• **Brief**
Rewrite the records below as a JSON list of strings, with each line as its own string and blank lines left out.

===============

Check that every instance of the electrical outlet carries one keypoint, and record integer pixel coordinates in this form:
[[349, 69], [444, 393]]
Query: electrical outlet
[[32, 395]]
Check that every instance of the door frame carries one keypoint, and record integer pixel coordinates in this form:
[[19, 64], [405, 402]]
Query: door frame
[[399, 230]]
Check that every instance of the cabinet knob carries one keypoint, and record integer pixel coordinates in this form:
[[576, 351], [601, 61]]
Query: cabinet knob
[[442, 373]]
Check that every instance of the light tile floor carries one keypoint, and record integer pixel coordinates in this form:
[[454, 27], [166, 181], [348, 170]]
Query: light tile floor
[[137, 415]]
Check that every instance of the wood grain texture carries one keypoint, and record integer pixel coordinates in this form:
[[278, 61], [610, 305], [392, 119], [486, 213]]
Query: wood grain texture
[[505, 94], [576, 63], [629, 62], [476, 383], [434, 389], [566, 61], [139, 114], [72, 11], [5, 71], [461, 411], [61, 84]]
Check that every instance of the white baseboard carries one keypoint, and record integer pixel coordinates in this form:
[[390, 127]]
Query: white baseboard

===============

• **Solution for this problem**
[
  "Check that every instance of the electrical outlet carries one keypoint, and record integer pixel coordinates in this form:",
  "[[349, 69], [444, 393]]",
  "Query: electrical outlet",
  "[[32, 395]]",
  "Check that every instance of the door frame carries one keypoint, and record integer pixel coordinates in this form:",
  "[[19, 64], [405, 402]]",
  "Query: door frame",
  "[[399, 230]]",
  "Check that every instance of the cabinet knob carries one keypoint, and record integer pixel coordinates in this form:",
  "[[576, 351], [601, 61]]",
  "Query: cabinet knob",
  "[[442, 373]]",
  "Check that every instance of the light tile floor carries one keypoint, and record integer pixel coordinates in this form:",
  "[[454, 27], [166, 181], [348, 170]]",
  "Query: light tile floor",
  "[[137, 415]]",
  "Check that every instance of the wood grain texture carries one keypoint, and record integer pixel coordinates in this form:",
  "[[278, 61], [610, 305], [392, 119], [486, 213]]",
  "Query: wood grain texture",
  "[[505, 94], [576, 63], [629, 62], [476, 383], [434, 389], [566, 61], [139, 114], [72, 11], [5, 71], [461, 411], [61, 84]]",
  "Check that every instance of the white baseboard carries one keypoint, and record integer pixel coordinates in this form:",
  "[[390, 127]]",
  "Query: white baseboard"
]